## [Work to do]
**A.** Can you output everything in the keyword research text from "These tools will" down to "for those phrases.", word for word?
**B.** Could you pick up the keyword research article at the point where it stops and keep it going?

## [Text segment]
## Start
How do you find out what people are searching for?
The first step is to generate/brainstorm a list of keyphrases. I often recommend approaching the brainstorming session with five perspectives in mind, including:
- products & services
- prospects problems or pain points
- actual or perceived benefits
I have a more detailed article on this called “Keyword Research: Five Ways Your Prospects Search for You.“
Next, you need to test your keywords to see if they’re actually the phrases your prospects are using.
There are a number of paid and free tools available. Some of the paid tools include WordTracker, Keyword Discovery and Raven SEO. Raven SEO is especially powerful and is currently one of the tools we’re using at flyte. Yes, I said “one of the tools” because no tool is perfect. And, many of these tools don’t have access to Google’s results, so you’re not getting a full picture of search activity.
These tools will generate additional, related keyword phrases and measure them all for their keyword effectiveness. This number, often called the KEI (keyword effectiveness index or indicator) is based on how many searches have been done for that phrase and how much competition from other sites you’ll have for those phrases.
## End
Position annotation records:
## Start
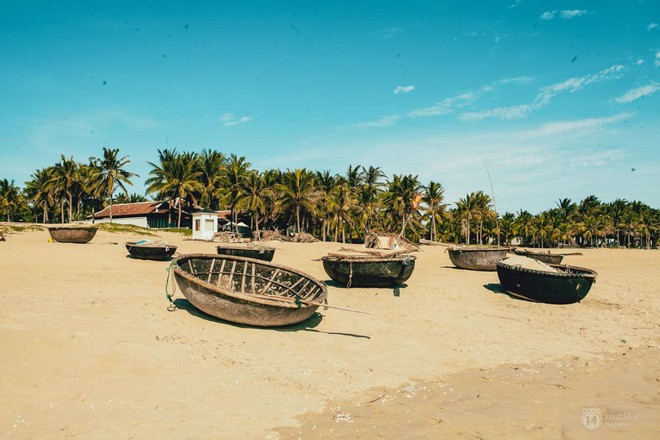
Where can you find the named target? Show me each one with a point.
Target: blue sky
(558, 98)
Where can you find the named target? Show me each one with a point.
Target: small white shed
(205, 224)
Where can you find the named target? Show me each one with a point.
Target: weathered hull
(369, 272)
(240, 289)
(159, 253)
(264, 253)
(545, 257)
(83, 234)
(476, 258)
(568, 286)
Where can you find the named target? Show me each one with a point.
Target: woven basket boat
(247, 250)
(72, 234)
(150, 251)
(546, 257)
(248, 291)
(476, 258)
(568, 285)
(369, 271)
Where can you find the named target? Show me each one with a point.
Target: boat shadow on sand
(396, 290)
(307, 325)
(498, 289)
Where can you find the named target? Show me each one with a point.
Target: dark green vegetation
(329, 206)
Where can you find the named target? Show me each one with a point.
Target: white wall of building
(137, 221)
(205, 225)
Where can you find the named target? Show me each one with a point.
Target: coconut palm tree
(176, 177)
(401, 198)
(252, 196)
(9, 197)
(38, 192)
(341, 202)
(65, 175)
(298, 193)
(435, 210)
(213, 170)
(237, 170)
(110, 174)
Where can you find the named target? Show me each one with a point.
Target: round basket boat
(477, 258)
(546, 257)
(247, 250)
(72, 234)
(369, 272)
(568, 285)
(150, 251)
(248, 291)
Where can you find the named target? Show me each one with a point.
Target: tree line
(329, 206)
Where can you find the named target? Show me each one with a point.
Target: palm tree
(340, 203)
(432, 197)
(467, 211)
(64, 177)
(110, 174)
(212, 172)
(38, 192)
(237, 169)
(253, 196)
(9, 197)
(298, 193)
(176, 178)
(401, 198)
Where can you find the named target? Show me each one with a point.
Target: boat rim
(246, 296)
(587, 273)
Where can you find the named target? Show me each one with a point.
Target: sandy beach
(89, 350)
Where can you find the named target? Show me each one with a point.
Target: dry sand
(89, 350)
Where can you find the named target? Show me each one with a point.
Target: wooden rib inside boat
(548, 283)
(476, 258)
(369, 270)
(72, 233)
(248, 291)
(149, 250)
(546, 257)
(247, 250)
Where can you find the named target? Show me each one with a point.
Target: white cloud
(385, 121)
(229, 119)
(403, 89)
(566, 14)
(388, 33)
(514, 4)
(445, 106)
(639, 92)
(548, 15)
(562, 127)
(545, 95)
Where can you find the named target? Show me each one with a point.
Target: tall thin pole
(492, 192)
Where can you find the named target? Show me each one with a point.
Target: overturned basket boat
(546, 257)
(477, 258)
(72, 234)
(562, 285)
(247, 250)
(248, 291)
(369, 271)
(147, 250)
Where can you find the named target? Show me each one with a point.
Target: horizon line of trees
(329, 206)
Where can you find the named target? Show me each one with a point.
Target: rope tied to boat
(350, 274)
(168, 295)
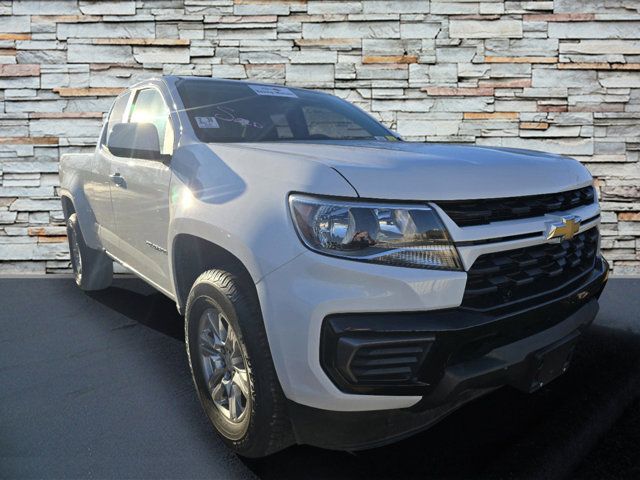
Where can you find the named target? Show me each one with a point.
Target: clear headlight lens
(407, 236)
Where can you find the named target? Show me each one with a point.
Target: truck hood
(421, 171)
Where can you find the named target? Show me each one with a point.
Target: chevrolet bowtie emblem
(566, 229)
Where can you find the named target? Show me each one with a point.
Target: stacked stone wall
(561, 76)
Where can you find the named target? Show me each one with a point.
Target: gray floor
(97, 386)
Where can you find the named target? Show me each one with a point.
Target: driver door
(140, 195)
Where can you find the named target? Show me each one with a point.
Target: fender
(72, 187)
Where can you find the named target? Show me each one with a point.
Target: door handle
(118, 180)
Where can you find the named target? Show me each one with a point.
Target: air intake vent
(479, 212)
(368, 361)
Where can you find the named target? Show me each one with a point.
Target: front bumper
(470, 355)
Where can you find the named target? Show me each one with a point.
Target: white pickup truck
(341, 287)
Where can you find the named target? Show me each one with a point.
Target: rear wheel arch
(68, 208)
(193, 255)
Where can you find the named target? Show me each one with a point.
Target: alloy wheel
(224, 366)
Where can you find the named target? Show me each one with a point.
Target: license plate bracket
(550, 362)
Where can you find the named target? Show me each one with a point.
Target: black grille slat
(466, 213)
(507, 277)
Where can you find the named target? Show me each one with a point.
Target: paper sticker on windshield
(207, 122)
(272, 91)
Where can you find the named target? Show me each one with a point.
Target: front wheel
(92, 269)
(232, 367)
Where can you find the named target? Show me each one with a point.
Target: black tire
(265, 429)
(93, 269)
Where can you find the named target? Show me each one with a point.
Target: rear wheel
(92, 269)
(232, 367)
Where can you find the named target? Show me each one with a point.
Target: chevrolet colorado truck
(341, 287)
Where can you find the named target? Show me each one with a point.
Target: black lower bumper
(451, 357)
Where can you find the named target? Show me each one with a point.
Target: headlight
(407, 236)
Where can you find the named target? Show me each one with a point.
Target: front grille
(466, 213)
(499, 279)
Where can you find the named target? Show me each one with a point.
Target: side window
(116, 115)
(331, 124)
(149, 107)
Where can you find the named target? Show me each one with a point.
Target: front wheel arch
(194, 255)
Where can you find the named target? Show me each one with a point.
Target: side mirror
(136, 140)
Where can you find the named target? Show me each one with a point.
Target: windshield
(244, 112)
## End
## [Responses per task]
**A.**
These tools will generate additional, related keyword phrases and measure them all for their keyword effectiveness. This number, often called the KEI (keyword effectiveness index or indicator) is based on how many searches have been done for that phrase and how much competition from other sites you’ll have for those phrases.

**B.**
We also use a few free tools, the most important of which is probably Google Adwords Keyword Tool. Although this tool is ostensibly for paid search, it gives you access to Google search numbers and volume, as well as how competitive each phrase is.
Using multiple tools, along with your own experience and the customary “gut check” will give you a good idea of what words you should be using at your web site, on your blog, in the titles of your online videos, and other places throughout the web.
How to you use your best keyword phrases to increase your search engine visibility?
More on that in another post.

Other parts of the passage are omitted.